Task description:
Update the section of the council funding article between "Conversations about health" and "their current budgets.", inclusive, changing "building blocks of health" to "foundations of health".

Page text:
────────────────────────────────────────

While focus often falls on the NHS, cuts to local authority budgets have had serious consequences for the UK's healthcare systems.

By Gwen Nightingale and Katherine Merrifield

Conversations about health often turn to the NHS, but, if you step back and look at what makes and keeps people healthy, it is actually things like high-quality and affordable housing, access to safe, green spaces, a good education and employment. Local government is critical to delivering these building blocks of health. But the essential role that councils play in enabling people to live long and healthy lives is not reflected in their current budgets.

Councils have a challenging 2024 ahead of them, and balancing the books is at the forefront of many minds. A significant reduction in council spending power since 2010, soaring inflation rates and an increased demand for services create a perfect storm. Since 2018, 11 section 114 notices have been issued by English councils who are unable to balance the books, and many more local authorities predict this will be necessary in the next 18 months. The result is that many councils are struggling to deliver statutory services, let alone invest in the building blocks needed to support good health. Last month, alongside additional funds, government announced the creation of an expert panel to look into financial sustainability in the sector. This could be a positive step, but only if the panel is given permission to consider the amount of money local government needs and how any government funds are allocated to local areas.

Recent research by the Institute for Fiscal Studies (IFS), funded by the Health Foundation, shows that local authorities are not being allocated funding for public services in line with the needs of their areas. The IFS research looked at funding across five key public services: the NHS, schools, local government, the police and public health. These services are all critical to ensuring the health and well-being of local communities.

────────────────────────────────────────

Excerpted data:

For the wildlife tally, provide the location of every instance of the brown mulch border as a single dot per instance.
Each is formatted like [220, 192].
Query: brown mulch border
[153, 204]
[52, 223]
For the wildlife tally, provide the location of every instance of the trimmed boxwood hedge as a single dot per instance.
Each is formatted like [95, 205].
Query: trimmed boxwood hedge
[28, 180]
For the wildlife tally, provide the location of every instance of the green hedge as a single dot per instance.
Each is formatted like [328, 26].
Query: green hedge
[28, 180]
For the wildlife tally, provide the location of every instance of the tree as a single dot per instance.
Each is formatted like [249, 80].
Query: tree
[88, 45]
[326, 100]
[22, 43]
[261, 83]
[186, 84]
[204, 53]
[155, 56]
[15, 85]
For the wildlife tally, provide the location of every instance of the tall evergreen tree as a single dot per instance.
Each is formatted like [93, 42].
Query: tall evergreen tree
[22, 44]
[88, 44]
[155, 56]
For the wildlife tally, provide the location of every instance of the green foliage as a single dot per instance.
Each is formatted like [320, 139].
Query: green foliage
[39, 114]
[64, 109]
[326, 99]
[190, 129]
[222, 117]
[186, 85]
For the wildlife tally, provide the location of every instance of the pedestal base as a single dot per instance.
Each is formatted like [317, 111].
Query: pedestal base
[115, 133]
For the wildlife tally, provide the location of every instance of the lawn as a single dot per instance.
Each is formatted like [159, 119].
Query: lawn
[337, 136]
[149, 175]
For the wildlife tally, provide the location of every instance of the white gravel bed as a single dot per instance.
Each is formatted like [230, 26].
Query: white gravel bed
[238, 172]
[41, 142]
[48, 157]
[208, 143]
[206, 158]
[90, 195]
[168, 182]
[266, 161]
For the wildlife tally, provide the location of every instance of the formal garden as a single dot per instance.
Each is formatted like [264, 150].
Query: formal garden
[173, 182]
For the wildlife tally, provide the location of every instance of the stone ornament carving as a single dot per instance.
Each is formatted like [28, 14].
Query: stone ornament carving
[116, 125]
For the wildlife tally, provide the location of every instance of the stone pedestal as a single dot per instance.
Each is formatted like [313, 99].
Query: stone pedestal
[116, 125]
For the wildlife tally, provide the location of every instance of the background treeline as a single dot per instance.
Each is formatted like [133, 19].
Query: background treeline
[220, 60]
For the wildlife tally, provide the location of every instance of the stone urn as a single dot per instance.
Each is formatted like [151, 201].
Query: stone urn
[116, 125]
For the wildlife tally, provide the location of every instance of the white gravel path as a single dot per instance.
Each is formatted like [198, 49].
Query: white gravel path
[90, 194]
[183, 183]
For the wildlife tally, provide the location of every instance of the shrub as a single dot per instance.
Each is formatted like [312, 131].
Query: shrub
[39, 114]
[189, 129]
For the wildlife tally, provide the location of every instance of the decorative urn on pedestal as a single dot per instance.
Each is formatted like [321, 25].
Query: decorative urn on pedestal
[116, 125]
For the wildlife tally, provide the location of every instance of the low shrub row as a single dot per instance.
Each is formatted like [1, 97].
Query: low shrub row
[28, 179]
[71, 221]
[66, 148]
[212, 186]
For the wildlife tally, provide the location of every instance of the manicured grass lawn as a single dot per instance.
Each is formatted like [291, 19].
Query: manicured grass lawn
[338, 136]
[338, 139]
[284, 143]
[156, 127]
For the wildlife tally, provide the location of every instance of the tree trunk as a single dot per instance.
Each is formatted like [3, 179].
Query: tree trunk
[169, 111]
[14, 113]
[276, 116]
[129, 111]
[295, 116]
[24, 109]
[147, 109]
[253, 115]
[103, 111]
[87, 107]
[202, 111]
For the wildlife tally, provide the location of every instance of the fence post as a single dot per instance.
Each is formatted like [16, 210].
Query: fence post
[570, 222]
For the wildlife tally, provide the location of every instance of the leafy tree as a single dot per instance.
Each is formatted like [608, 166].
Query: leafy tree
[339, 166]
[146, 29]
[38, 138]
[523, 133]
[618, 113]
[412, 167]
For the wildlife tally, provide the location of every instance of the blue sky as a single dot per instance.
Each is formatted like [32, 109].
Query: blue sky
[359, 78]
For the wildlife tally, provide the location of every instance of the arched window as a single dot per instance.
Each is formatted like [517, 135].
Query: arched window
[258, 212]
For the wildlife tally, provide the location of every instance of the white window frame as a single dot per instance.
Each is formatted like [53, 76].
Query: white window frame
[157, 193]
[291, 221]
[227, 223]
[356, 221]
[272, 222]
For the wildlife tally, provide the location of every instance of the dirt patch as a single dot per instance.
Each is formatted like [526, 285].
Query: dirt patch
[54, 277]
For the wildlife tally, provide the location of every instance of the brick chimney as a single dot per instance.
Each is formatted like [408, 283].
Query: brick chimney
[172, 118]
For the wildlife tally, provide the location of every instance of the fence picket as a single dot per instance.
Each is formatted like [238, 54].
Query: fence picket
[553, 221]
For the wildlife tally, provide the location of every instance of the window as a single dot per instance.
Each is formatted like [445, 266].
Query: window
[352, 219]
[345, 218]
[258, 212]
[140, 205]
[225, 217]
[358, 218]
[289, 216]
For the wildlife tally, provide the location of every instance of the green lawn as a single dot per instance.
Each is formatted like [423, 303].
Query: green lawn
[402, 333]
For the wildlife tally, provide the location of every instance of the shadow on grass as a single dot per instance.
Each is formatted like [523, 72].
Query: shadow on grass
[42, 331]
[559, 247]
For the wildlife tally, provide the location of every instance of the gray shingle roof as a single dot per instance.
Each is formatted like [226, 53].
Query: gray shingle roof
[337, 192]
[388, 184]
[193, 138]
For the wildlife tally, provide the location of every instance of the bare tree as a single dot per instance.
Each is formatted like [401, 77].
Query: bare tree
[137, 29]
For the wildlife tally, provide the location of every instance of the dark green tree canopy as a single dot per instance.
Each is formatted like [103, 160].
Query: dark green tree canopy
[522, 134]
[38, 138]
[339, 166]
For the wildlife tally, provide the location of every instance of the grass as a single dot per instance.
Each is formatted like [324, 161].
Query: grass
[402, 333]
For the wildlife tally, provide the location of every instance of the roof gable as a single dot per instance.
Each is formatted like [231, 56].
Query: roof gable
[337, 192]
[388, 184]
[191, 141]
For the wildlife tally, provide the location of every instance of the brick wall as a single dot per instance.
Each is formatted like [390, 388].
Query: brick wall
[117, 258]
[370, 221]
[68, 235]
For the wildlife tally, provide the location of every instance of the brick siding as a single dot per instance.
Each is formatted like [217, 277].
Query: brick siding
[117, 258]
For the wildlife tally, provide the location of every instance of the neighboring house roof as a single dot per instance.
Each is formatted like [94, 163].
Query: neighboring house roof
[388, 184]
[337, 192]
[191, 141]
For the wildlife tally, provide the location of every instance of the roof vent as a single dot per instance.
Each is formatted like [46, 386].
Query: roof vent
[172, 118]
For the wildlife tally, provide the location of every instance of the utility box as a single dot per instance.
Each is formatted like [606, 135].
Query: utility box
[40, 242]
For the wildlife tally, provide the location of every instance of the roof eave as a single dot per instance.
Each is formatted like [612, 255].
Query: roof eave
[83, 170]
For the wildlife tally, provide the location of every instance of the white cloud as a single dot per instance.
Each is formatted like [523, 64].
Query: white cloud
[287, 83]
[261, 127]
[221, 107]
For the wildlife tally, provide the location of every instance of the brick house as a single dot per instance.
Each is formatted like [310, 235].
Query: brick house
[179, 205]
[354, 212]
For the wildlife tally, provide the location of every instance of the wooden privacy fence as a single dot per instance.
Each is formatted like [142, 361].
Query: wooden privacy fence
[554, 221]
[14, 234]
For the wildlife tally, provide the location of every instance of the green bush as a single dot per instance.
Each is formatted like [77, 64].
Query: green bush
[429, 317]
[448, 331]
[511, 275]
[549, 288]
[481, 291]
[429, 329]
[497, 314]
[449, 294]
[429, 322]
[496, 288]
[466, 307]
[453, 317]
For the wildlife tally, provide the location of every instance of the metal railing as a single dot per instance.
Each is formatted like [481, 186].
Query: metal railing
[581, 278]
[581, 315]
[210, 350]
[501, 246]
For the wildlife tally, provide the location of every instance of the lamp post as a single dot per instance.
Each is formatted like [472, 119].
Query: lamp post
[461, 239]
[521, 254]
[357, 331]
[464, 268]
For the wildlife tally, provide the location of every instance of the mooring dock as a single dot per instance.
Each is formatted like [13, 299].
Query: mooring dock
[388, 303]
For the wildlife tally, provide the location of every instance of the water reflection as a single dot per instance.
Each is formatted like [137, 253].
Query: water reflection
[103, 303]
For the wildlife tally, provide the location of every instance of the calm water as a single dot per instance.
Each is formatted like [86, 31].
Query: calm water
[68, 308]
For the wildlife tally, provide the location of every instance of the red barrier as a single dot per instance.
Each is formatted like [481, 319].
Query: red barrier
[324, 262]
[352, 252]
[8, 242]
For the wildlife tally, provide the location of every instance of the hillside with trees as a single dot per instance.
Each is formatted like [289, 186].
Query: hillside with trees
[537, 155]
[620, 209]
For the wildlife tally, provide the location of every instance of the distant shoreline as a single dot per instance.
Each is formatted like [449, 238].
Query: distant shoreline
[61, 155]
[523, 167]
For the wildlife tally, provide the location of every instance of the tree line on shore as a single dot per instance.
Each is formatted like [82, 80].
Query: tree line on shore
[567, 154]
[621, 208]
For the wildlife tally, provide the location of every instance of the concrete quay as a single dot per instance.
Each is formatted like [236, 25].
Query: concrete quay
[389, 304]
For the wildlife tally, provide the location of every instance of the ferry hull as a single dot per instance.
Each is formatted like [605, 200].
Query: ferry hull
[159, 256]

────────────────────────────────────────

Result for this task:
Conversations about health often turn to the NHS, but, if you step back and look at what makes and keeps people healthy, it is actually things like high-quality and affordable housing, access to safe, green spaces, a good education and employment. Local government is critical to delivering these foundations of health. But the essential role that councils play in enabling people to live long and healthy lives is not reflected in their current budgets.